*Excerpted text*.
______________________________
Thursday, December 24, 2009

Engaging other ways of knowing

Learning style – Engaging the Learner

"I just wish I had a projector on my head and you had a screen on yours and then you would understand what I am trying to tell you” (9 year old)


This will be a some-what personal account, not a lot of dry research in the presentation but I will provide some links to resources and sources at the end.

So … as a visual educator since 1980 … but a visual learner all my life I have always felt something lacking in the way humans are processed through the ‘education system’ – something ignorant about the way ‘it’ assumes how we all learn – even today, 30 odd years after Gardner. I remember giving a talk to parents about visual learners in 1984 and in that 30-minute talk, endeavoring to build some awareness of what it is to understand holistically and to learn visually - relating the whole thing to visual language and how it is 'read'. You see, as a visual learner with an almost equal focus on the kinaesthetic, I find the very act of talking; speaking and explaining, difficult except when I’m in the classroom with students. [My parents always thought it was shyness, my teachers too (except the art teachers). I grew up at a time, not unlike the present, when girls were expected to be compliant but most of my friends were well schooled in passive resistantance. So, this became my story for most of my adolescent life, seemingly shy but doing what was 'right' for me despite that - understood by my Art teachers and the occasioinal English teacher].

… Back to the 30-min talk – that night, I was speaking about the essential nature of visual thinking/visual learning, the importance of seeing rather than simply looking, and how by engaging with seeing, all other forms of learning and therefore knowing the world can be enhanced.The interesting part of the evening was the number of parents who approached me after the event eager to share their Ah Ha experiences and some new found insights about their own learning styles. Some 'see' holistically, some understand sequentially and while 'schooling' respects and largely favours the latter, it seems that the former is coming into its own.

For those of you who know me, you know I have a penchant for seeking the subconscious roots of ideas, for the use of visualisation in the classroom, meditation and mindful awareness practices – not the sitting kind, the moving, active kind. Also, I have rather eclectic ‘grazing’ habits when it comes to ‘research’ - what I like to call an embodied holistic way of moving through information in search of meaning. Well, this all grew out of active reflection on this notion of visual thinking and why I seemed to learn differently to the way teachers expected me to learn and most of my then friends did. Needless to say, I loved Art, but I also loved English, Maths and Science because of the way my imagination was engaged by the content – but if I’d been tested in any of these using oral assessment instruments or external exams only, I’d probably have failed.

Somehow I was born on a cusp of education styles – the essential little person I was in those days, grew into a time that was open to new ways of doing/seeing/being. My few important teachers, the ones who ‘got me’ gave me confidence to be me and I had a strong sense of what was right for me. However, that didn’t mean that the school system was user friendly, and by all accounts, from many of our visual learners, nor is it today.
______________________________
*Actions to take*.
#1 Update the blog post on learning styles between "Engaging other ways" and "(9 year old)", inclusive, replacing "projector" with "camera".
#2 Find each line in the rows that contains the word "tree" and copy it out in full.
The rows below have nothing to do with the blog post on learning styles.

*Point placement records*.
______________________________
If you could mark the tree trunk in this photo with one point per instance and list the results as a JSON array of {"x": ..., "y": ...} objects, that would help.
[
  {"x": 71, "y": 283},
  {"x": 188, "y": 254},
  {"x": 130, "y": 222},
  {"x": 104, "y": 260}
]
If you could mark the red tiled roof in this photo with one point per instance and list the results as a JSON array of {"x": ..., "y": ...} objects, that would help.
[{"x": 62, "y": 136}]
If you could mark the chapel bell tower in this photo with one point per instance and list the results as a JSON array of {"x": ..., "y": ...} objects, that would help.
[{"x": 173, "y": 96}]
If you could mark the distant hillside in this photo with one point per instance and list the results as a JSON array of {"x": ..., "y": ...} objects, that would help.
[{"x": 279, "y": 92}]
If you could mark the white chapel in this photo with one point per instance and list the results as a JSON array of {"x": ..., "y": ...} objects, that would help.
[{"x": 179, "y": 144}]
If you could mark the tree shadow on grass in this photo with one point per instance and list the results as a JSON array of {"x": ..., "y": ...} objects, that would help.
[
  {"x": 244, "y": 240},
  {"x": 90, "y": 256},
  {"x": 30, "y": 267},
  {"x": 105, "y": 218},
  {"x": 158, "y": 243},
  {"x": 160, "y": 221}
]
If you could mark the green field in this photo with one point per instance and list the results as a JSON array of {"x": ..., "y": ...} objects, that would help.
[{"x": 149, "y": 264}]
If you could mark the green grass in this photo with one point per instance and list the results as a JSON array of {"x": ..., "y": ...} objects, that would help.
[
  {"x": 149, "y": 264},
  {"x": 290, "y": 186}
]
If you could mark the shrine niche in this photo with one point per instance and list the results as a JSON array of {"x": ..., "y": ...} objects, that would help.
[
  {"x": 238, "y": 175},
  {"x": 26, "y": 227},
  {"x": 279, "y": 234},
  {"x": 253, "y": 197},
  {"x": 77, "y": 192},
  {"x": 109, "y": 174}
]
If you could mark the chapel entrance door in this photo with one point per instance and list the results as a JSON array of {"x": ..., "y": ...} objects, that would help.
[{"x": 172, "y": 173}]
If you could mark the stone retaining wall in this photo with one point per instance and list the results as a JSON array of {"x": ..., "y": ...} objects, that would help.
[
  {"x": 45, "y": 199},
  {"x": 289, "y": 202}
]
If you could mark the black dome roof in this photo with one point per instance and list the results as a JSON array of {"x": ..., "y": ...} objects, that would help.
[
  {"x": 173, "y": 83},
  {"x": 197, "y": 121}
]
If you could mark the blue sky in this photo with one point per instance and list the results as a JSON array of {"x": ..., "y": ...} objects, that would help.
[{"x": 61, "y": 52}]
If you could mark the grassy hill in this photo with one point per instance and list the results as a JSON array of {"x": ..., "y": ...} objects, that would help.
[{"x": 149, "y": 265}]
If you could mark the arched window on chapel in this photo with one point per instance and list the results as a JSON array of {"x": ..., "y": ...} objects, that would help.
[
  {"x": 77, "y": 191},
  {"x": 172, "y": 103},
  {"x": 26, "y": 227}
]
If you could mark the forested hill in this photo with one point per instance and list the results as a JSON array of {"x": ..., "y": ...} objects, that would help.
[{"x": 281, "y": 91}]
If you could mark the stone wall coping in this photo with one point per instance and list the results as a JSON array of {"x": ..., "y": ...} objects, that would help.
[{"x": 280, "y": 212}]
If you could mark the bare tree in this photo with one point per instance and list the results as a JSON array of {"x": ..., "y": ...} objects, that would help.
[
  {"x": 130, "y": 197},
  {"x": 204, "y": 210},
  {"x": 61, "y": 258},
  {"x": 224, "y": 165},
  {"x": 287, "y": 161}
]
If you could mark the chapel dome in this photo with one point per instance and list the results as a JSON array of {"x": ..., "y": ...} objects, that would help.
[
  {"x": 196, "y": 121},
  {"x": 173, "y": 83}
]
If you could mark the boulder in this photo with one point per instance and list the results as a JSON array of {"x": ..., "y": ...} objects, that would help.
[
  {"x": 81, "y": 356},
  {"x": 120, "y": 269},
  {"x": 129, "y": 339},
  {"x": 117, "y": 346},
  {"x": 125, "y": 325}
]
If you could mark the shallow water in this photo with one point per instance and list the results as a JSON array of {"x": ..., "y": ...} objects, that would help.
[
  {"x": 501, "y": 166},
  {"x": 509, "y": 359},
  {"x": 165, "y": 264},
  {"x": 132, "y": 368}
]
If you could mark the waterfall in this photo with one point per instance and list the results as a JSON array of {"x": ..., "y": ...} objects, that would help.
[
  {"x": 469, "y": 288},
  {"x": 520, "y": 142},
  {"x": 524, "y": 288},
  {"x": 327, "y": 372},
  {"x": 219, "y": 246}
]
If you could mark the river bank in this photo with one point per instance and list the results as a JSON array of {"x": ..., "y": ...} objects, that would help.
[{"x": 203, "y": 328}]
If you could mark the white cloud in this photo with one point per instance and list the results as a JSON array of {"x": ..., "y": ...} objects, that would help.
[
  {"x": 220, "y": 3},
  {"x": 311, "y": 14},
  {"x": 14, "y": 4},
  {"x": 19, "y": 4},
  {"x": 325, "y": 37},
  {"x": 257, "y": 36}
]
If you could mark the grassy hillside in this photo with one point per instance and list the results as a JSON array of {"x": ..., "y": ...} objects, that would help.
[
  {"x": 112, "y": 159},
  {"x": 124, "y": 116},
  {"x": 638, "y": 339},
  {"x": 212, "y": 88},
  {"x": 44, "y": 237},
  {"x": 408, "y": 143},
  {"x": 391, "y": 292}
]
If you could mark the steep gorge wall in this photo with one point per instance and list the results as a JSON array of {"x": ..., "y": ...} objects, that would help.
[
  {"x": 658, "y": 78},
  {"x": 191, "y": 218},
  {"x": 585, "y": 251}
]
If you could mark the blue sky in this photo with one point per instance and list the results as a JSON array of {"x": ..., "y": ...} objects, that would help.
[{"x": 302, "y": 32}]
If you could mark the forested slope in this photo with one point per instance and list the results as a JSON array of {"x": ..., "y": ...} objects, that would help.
______________________________
*Solutions*.
#1
Engaging other ways of knowing

Learning style – Engaging the Learner

"I just wish I had a camera on my head and you had a screen on yours and then you would understand what I am trying to tell you” (9 year old)

#2
If you could mark the tree trunk in this photo with one point per instance and list the results as a JSON array of {"x": ..., "y": ...} objects, that would help.
If you could mark the tree shadow on grass in this photo with one point per instance and list the results as a JSON array of {"x": ..., "y": ...} objects, that would help.
If you could mark the bare tree in this photo with one point per instance and list the results as a JSON array of {"x": ..., "y": ...} objects, that would help.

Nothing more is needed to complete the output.